Published June 22,2018

Proud to be a curmudgeon
If you've been reading my columns for any length of time you must know by now that I'm more than qualified for the Curmudgeon of the Century Award. (I don't know if there really is any such award, there probably isn't. But if there ever is one, I'm a shoe-in.)


I don't mind being a curmudgeon; it's a noble profession. Moaning and groaning about things is what I do for a living. As the saying goes, it's a dirty job but somebody has to do it.


As a card carrying professional curmudgeon I'm proud to be in pretty good company. A partial list (in alphabetical order) of some of the more famous curmudgeons include: Goodman Ace, Fred Allen, Sir Max Beerbohm, Robert Benchley, Heywood Broun, Truman Capote, Raymond Chandler, G. K. Chesterton, Sir Winston Churchill, E. Quentin Crisp, W.C. Fields, Benjamin Franklin, Aldous Huxley, D. H. Lawrence, Oscar Levant, Don Marquis, Groucho Marx, W. Somerset Maugham, H. L. Mencken, George Orwell, Thomas Paine, Dorothy Parker, S. J. Perelman, Will Rogers, James Thurber, Evelyn Waugh, H. G. Wells, Oscar Wilde, Billy Wilder, Tennessee Williams, and P.G. Wodehouse.


In my case, I have good reason to be grumpy, ill tempered, and surly: I live in a post-cultural world peopled by uncultured people.

Although there may be an exception here and there, most people walking around today are irritating, annoying, and obnoxious. The older I become, the more I realize that the vast majority of my fellow human beings are morons, or if not full-fledged morons, then they either act like morons or sound like morons, which is just as bad.


One truly offensive example (of which I have written about in past essays) is the way many people speak. The misuse or mispronunciation of words and speech might seem like a small thing, but it's like fingernails on a chalkboard to me. It's not that I have little tolerance for these small irritations, it's that I have zero tolerance. None. I'm much too old to be subjected to vocal garbage. Speak correctly people or shut up.


A while back I first reported on the "vocal fry" speech affectation, which was begun a few years ago, mostly by youngish women who undoubtedly picked up on it from listening to young actresses in movies and television. They emulated it because they wanted to sound like their idols. It's no secret, by the way, that most young women want to sound like other young women who they believe are "cool."


The "vocal fry" is when the woman's voice drops down and trails off in a sort of low vibrato at the end of a sentence. It's a raspy, creaky sound, and once you're aware of it, you can't miss it. It kind of sounds like a sore throat or the start of coughing up phlegm. Well, sorry to say I have a sad update on that.

----------------------------------------

## Tasks to carry out
**1)** According to the curmudgeon column, why does the author have good reason to be grumpy, ill tempered, and surly?
**2)** List the three adjectives the curmudgeon column uses to describe most people walking around today.
**3)** In the curmudgeon column, who did the youngish women most likely pick up the "vocal fry" from?
The entries that follow were taken from a separate source.

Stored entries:

----------------------------------------

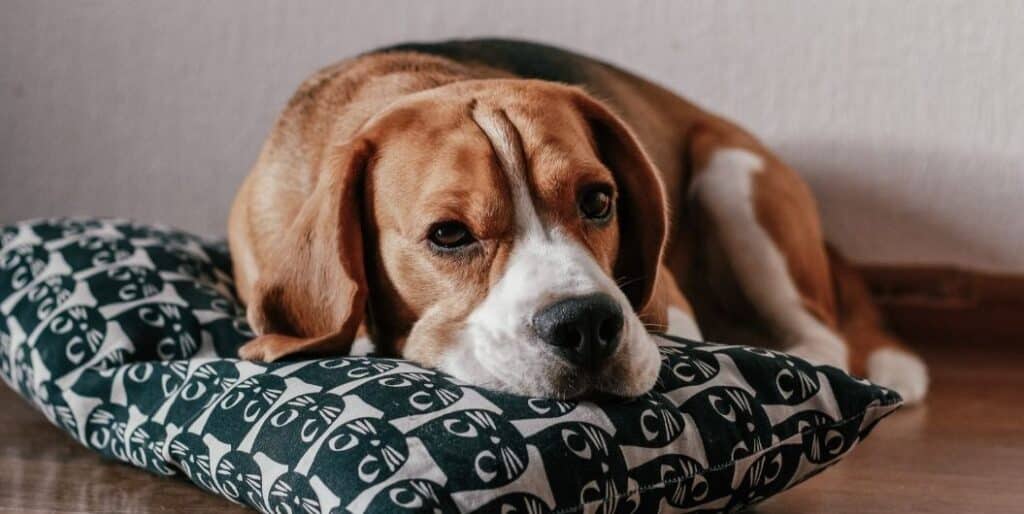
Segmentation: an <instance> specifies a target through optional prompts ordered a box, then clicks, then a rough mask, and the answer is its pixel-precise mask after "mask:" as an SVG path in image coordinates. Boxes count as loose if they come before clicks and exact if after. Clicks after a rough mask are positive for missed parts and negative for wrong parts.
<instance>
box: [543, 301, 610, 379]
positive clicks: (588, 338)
mask: <svg viewBox="0 0 1024 514" xmlns="http://www.w3.org/2000/svg"><path fill="white" fill-rule="evenodd" d="M534 329H535V330H536V331H537V334H538V335H539V336H541V339H543V340H544V341H545V342H546V343H548V344H550V345H551V346H553V347H554V348H555V349H556V351H558V353H559V354H561V355H562V356H564V357H565V358H566V359H567V360H568V361H570V362H572V363H574V365H579V366H586V367H589V368H596V367H597V366H599V365H600V363H601V362H603V361H604V360H605V359H606V358H608V357H609V356H611V354H612V353H614V351H615V348H617V347H618V341H620V339H622V335H623V309H622V307H620V306H618V302H616V301H615V300H614V299H613V298H611V297H610V296H608V295H605V294H602V293H598V294H593V295H587V296H577V297H572V298H567V299H565V300H560V301H557V302H555V303H552V304H551V305H548V306H547V307H545V308H544V309H543V310H541V311H540V312H538V313H537V315H535V316H534Z"/></svg>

----------------------------------------

## Task results
**1)** The author lives in a post-cultural world peopled by uncultured people.

**2)** Irritating, annoying, obnoxious

**3)** They picked it up from listening to young actresses in movies and television.